_Dataset records_:
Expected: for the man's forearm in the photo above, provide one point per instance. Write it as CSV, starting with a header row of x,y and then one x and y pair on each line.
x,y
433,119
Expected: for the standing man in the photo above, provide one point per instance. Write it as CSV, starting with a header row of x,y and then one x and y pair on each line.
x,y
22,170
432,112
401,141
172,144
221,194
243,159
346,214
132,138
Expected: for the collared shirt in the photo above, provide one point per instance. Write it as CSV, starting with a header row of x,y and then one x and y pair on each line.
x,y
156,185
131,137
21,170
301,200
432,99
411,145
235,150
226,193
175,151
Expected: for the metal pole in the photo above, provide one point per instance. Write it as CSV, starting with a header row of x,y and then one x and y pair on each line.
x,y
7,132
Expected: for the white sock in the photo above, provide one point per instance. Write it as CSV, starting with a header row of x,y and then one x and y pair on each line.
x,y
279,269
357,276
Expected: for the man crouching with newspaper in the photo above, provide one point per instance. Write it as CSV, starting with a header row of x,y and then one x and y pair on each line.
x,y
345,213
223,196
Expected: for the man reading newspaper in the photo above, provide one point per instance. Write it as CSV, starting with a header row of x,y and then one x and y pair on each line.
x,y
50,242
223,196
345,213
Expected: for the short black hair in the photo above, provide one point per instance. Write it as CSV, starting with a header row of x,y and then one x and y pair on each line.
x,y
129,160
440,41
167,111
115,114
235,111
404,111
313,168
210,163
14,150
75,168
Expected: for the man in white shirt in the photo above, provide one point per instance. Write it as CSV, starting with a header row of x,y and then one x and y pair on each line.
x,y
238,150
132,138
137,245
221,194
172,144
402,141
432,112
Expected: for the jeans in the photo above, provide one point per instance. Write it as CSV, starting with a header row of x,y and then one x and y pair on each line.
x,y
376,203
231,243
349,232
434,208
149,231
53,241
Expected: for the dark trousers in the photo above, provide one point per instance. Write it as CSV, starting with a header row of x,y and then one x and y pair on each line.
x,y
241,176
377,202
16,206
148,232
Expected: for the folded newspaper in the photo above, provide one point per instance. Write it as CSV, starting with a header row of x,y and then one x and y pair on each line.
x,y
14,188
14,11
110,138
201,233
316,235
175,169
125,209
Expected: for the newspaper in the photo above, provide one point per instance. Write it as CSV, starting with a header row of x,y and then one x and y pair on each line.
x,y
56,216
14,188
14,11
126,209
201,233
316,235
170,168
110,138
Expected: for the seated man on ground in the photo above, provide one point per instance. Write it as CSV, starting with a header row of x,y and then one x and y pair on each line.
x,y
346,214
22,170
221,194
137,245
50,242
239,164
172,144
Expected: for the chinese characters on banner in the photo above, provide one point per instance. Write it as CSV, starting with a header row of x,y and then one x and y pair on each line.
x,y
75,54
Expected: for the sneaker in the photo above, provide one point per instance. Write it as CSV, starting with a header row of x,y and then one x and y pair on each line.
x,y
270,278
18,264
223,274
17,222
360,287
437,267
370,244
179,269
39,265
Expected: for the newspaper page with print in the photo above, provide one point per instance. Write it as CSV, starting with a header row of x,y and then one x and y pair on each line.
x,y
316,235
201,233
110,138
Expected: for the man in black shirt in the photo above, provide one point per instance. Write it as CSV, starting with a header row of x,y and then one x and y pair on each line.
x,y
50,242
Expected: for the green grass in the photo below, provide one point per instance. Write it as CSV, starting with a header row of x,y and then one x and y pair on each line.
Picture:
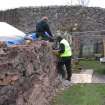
x,y
82,94
92,64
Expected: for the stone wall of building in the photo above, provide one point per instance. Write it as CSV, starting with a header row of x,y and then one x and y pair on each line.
x,y
61,18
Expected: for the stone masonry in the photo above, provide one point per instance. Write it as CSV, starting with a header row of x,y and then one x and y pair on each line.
x,y
28,74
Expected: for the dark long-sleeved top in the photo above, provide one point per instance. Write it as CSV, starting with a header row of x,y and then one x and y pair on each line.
x,y
43,27
61,48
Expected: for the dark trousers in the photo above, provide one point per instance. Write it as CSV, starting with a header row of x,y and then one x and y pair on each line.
x,y
65,61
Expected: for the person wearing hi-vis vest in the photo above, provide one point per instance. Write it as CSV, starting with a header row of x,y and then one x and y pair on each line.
x,y
65,54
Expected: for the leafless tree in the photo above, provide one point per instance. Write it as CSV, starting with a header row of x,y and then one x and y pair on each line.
x,y
84,2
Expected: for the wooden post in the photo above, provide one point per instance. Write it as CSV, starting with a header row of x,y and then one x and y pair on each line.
x,y
104,45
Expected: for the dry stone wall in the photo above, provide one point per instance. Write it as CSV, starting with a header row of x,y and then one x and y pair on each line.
x,y
63,18
28,74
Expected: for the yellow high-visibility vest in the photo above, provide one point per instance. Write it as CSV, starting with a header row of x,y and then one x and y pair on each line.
x,y
67,51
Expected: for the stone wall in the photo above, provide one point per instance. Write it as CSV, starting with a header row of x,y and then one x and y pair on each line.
x,y
63,18
28,74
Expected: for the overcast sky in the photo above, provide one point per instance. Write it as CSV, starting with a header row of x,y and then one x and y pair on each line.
x,y
8,4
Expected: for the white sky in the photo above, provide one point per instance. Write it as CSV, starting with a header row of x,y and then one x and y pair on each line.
x,y
8,4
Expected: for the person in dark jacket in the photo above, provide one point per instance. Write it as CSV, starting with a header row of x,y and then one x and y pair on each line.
x,y
42,29
65,54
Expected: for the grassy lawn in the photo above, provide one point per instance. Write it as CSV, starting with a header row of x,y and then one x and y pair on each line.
x,y
82,94
92,64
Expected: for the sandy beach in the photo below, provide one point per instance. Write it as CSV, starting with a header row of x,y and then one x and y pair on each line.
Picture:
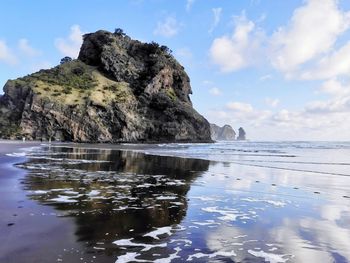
x,y
272,202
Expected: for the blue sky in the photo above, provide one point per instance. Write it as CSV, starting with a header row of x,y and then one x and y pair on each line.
x,y
278,68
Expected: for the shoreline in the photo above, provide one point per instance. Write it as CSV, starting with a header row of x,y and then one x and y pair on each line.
x,y
26,232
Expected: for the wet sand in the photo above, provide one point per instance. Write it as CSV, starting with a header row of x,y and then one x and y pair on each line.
x,y
96,203
29,232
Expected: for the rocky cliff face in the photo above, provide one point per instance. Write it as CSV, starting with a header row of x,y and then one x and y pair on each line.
x,y
225,133
118,90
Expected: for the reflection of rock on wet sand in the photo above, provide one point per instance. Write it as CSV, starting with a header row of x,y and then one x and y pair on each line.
x,y
113,193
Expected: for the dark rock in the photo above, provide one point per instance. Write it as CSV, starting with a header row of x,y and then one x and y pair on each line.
x,y
225,133
118,90
241,134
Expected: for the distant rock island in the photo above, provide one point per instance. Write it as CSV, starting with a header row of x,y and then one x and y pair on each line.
x,y
224,133
241,134
118,90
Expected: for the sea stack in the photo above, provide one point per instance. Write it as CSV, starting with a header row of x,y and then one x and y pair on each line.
x,y
241,134
118,90
225,133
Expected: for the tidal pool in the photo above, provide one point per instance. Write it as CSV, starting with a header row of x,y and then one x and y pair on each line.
x,y
127,205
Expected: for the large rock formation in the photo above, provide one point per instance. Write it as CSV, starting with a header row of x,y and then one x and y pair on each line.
x,y
224,133
118,90
241,134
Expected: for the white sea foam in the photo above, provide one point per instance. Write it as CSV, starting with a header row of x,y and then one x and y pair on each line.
x,y
212,255
129,257
271,202
18,154
160,231
166,197
39,192
63,199
227,215
269,257
129,243
93,193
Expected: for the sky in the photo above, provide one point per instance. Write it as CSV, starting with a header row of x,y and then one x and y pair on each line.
x,y
280,69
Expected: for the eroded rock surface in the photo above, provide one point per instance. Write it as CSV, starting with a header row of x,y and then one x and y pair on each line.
x,y
118,90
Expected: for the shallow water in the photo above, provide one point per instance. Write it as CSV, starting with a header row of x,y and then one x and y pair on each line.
x,y
224,202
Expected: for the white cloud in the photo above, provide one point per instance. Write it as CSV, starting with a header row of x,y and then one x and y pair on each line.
x,y
184,53
70,46
239,107
237,51
335,64
272,102
215,91
265,77
189,4
312,31
26,49
6,54
335,88
167,28
41,65
317,120
216,18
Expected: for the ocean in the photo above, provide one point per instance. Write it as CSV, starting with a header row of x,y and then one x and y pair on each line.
x,y
223,202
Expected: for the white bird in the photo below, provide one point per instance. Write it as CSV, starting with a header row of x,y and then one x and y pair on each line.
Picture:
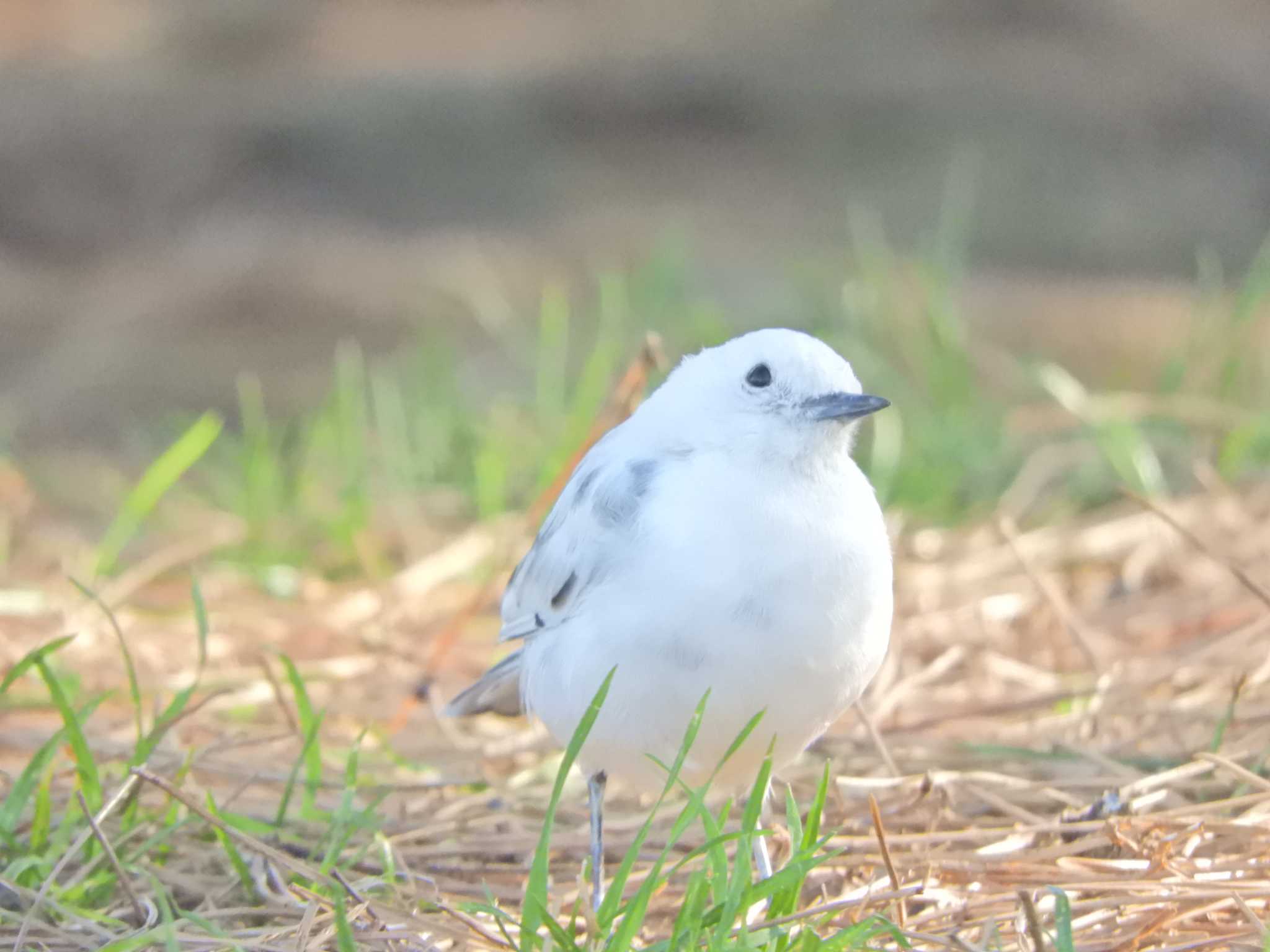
x,y
723,539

_Task statement_: Tally the lines of the data that contain the word "below", and give only that tally.

_Solution to this exercise_: 3